**Exercise:** Output the records as a Markdown table with two columns, Nr and Line, where Nr numbers each row and Line holds the line itself, leaving out blank lines. Start with the line containing "Isolate goal net in the photo." and continue through the line containing "[1051,720,1456,771]", and include only those lines.

**Dataset records:**
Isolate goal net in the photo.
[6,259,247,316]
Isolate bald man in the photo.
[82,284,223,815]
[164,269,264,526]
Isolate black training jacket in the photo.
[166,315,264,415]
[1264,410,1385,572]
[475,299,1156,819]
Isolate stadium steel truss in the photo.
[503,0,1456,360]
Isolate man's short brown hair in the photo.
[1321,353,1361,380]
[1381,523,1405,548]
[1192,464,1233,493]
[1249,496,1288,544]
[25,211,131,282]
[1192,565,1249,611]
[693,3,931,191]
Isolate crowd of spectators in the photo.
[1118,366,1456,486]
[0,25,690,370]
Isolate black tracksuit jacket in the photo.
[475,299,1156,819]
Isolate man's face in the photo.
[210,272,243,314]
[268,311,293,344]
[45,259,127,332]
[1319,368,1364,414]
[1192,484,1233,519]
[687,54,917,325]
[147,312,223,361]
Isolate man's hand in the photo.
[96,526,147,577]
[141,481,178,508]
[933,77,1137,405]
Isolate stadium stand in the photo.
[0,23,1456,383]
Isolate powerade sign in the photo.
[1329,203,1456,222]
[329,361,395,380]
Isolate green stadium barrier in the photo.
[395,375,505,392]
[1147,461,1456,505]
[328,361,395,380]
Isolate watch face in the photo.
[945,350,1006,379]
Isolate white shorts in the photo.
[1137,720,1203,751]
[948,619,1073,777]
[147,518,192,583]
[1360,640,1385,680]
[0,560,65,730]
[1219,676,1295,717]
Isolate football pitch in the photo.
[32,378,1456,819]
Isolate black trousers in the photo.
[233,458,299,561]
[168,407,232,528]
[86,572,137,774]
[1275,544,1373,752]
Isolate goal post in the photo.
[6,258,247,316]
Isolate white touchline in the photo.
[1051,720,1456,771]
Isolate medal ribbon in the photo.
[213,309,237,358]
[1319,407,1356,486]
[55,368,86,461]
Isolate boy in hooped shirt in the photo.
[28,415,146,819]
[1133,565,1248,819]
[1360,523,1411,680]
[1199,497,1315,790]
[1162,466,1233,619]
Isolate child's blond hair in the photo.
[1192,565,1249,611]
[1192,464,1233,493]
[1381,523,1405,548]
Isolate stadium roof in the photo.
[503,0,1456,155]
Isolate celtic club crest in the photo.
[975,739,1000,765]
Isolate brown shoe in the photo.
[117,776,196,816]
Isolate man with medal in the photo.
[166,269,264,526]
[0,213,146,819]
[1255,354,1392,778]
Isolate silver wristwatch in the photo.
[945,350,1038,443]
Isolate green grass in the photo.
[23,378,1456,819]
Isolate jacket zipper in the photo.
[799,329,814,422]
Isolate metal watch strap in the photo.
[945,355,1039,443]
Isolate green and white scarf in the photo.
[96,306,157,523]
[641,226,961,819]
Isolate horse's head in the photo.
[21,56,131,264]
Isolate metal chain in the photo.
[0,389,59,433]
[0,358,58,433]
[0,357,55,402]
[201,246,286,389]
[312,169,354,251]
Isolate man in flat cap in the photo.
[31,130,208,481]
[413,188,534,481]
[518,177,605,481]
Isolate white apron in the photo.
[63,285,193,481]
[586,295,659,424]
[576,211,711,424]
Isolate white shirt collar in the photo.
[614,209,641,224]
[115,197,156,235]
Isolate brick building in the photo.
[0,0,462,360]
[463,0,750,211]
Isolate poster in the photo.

...

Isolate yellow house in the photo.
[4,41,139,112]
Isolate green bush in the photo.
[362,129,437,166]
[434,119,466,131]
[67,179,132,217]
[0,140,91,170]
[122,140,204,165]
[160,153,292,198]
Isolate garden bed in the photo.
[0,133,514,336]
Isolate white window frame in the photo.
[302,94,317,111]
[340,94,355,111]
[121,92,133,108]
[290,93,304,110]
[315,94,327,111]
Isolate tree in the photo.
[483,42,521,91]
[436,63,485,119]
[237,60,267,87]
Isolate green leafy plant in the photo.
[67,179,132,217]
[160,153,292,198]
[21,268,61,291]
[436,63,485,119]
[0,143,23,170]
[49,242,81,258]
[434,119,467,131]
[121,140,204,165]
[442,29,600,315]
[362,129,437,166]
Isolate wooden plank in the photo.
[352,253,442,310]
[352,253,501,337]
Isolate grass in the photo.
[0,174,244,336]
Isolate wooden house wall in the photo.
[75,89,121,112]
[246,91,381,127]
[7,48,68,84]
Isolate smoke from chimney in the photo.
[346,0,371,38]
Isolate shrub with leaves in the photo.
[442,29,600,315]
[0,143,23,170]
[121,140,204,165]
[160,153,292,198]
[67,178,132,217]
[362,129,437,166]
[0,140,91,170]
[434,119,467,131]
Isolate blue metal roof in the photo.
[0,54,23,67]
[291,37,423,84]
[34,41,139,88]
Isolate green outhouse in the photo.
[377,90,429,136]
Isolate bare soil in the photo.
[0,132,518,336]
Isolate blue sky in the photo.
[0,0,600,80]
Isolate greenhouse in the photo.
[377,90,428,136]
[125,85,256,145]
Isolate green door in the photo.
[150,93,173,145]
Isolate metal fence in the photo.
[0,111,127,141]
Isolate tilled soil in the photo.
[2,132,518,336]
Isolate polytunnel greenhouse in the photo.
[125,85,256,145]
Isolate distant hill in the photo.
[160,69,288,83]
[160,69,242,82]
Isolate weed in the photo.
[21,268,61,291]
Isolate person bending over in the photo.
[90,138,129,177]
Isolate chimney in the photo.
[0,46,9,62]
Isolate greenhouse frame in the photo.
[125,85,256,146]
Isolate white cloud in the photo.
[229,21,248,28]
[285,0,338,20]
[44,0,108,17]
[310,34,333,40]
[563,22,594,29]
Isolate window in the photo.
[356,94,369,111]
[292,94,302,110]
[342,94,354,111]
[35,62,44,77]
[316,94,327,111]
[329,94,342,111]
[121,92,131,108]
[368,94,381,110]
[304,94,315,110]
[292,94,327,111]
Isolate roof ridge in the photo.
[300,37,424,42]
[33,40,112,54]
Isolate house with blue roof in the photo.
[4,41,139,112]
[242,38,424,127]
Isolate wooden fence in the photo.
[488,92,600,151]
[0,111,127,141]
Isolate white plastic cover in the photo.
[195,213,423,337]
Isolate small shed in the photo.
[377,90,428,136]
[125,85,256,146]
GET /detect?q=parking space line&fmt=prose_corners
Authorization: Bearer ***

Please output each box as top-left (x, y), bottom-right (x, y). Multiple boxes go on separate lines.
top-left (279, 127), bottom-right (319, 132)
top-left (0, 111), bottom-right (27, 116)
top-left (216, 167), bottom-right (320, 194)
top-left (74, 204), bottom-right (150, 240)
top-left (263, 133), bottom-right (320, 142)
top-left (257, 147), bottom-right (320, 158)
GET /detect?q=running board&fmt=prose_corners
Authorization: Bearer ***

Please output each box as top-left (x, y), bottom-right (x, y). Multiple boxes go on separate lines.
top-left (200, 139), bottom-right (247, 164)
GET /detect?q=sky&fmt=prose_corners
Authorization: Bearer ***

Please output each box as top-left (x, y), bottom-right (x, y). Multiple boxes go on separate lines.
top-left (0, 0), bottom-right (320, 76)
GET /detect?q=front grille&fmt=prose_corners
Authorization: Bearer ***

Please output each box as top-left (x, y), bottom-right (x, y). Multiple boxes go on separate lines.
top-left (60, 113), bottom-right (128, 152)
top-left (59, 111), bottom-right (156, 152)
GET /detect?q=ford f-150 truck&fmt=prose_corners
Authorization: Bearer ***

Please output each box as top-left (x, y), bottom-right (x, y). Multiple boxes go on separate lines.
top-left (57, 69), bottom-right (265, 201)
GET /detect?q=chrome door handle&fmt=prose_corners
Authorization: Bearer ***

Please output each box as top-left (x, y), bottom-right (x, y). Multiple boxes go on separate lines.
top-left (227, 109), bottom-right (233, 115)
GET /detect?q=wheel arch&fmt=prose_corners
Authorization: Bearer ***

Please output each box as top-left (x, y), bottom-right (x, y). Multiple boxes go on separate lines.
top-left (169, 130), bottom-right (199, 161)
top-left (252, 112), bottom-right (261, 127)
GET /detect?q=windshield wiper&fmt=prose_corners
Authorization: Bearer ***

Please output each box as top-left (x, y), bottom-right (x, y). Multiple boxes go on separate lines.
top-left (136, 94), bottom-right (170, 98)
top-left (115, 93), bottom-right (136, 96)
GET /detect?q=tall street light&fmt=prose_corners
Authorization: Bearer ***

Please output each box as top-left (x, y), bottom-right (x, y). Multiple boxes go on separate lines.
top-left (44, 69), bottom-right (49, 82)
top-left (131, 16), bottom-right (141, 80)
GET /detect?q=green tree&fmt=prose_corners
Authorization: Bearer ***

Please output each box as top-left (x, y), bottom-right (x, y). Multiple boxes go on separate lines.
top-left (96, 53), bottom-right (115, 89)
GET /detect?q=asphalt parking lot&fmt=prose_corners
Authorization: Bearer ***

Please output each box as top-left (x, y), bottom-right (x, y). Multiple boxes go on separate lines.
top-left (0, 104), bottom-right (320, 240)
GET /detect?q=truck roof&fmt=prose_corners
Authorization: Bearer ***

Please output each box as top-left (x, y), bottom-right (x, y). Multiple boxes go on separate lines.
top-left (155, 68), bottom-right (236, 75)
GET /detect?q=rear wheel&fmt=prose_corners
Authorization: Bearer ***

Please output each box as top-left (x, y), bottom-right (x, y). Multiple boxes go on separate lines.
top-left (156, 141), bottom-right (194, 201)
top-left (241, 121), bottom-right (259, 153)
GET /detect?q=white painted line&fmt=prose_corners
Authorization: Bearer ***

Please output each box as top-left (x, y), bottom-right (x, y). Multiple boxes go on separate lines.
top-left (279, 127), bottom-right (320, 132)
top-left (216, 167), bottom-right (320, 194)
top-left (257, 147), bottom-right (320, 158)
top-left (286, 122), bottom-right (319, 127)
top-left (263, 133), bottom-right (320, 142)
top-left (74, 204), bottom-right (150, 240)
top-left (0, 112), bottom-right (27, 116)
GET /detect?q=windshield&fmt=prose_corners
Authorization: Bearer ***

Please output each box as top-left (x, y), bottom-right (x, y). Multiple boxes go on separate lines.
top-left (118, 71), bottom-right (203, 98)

* * *

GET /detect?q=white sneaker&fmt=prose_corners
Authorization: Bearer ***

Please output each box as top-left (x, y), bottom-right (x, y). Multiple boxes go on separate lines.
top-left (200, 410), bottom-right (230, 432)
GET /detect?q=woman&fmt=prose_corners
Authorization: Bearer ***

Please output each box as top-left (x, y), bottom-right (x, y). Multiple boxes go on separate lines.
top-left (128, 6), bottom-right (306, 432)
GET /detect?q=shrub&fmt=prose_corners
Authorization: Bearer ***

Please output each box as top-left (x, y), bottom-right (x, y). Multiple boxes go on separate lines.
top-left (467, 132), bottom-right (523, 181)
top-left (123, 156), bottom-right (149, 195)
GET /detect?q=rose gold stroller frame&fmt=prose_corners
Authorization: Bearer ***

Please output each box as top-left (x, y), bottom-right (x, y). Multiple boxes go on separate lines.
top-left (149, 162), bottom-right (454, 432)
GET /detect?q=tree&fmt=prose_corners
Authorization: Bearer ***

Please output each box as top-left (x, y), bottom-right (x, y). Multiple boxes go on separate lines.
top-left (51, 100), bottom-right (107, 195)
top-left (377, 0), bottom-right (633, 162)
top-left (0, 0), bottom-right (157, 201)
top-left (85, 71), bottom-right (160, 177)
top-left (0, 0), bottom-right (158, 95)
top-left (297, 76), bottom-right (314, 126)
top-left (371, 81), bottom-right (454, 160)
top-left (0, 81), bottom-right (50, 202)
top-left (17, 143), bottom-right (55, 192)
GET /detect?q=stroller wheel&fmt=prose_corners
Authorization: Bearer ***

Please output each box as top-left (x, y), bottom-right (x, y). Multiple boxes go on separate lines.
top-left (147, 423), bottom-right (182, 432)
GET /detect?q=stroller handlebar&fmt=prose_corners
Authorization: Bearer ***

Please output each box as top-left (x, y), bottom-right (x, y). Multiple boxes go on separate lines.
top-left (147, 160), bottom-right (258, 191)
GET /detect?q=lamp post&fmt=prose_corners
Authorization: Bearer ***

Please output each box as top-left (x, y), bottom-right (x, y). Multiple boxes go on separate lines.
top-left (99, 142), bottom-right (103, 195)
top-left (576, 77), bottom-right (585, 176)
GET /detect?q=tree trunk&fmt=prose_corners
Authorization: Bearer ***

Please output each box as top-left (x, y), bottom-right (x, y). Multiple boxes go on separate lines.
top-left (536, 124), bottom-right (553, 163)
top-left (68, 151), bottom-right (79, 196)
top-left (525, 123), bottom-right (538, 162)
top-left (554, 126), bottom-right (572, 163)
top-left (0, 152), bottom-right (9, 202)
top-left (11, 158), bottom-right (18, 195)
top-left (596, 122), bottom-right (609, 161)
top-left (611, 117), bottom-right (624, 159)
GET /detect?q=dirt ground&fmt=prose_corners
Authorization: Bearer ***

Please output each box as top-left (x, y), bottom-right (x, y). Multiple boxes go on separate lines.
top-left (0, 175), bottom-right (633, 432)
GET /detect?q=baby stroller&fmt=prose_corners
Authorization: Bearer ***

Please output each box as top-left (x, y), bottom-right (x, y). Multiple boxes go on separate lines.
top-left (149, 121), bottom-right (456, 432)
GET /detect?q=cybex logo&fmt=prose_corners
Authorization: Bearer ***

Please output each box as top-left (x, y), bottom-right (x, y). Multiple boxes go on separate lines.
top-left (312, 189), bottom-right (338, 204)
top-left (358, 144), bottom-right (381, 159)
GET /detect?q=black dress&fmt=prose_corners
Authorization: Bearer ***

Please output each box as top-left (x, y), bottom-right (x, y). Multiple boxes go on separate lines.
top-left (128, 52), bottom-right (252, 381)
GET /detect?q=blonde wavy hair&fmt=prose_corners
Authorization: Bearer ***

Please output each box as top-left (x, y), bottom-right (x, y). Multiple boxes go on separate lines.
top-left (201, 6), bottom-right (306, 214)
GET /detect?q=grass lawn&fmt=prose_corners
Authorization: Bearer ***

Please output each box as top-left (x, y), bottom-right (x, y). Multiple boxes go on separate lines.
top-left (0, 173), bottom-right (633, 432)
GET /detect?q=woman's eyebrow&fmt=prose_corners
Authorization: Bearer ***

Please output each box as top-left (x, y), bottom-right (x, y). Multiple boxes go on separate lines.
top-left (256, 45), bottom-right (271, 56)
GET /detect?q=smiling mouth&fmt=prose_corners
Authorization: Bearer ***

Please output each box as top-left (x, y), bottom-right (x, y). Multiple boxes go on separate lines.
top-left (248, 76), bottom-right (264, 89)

**The response:**
| Nr | Line |
|---|---|
| 1 | Isolate goal net in the photo. |
| 2 | [6,259,247,316] |
| 3 | Isolate bald man in the photo. |
| 4 | [82,284,223,815] |
| 5 | [164,269,264,526] |
| 6 | Isolate black training jacket in the photo. |
| 7 | [166,315,264,415] |
| 8 | [1264,410,1385,572] |
| 9 | [475,299,1156,819] |
| 10 | Isolate stadium steel truss in the photo. |
| 11 | [503,0,1456,360] |
| 12 | Isolate man's short brown hair in the photo. |
| 13 | [1321,353,1361,380] |
| 14 | [1381,523,1405,548] |
| 15 | [1192,464,1233,493] |
| 16 | [1249,496,1288,544] |
| 17 | [25,211,131,282] |
| 18 | [1192,565,1249,611] |
| 19 | [693,3,931,191] |
| 20 | Isolate crowd of spectators in the photo. |
| 21 | [1118,366,1456,486] |
| 22 | [0,25,690,370] |
| 23 | Isolate black tracksuit jacket in the photo. |
| 24 | [475,299,1156,819] |
| 25 | Isolate man's face in the photo. |
| 26 | [210,272,243,314] |
| 27 | [268,311,293,344] |
| 28 | [45,259,127,332] |
| 29 | [1319,368,1364,414] |
| 30 | [1192,484,1233,519] |
| 31 | [687,54,917,325] |
| 32 | [147,312,223,361] |
| 33 | Isolate man's hand in the photo. |
| 34 | [96,526,147,577] |
| 35 | [141,481,178,508] |
| 36 | [933,77,1137,405] |
| 37 | Isolate stadium stand in the photo. |
| 38 | [0,23,1456,383] |
| 39 | Isolate powerade sign in the photo. |
| 40 | [1329,203,1456,222] |
| 41 | [329,361,395,380] |
| 42 | Isolate green stadium barrier in the photo. |
| 43 | [395,375,505,392] |
| 44 | [1147,461,1456,505] |
| 45 | [328,361,395,380] |
| 46 | Isolate watch face in the photo. |
| 47 | [945,350,1006,379] |
| 48 | Isolate white shorts in the photo. |
| 49 | [1137,720,1203,751] |
| 50 | [948,619,1073,777] |
| 51 | [147,518,192,583] |
| 52 | [1360,640,1385,680] |
| 53 | [0,560,65,730] |
| 54 | [1219,676,1295,717] |
| 55 | Isolate football pitch in the photo. |
| 56 | [32,378,1456,819] |
| 57 | Isolate black trousers in the photo. |
| 58 | [233,458,299,561] |
| 59 | [168,407,232,528] |
| 60 | [86,572,137,774] |
| 61 | [1275,544,1373,752] |
| 62 | Isolate goal post in the photo. |
| 63 | [6,258,247,316] |
| 64 | Isolate white touchline in the photo. |
| 65 | [1051,720,1456,771] |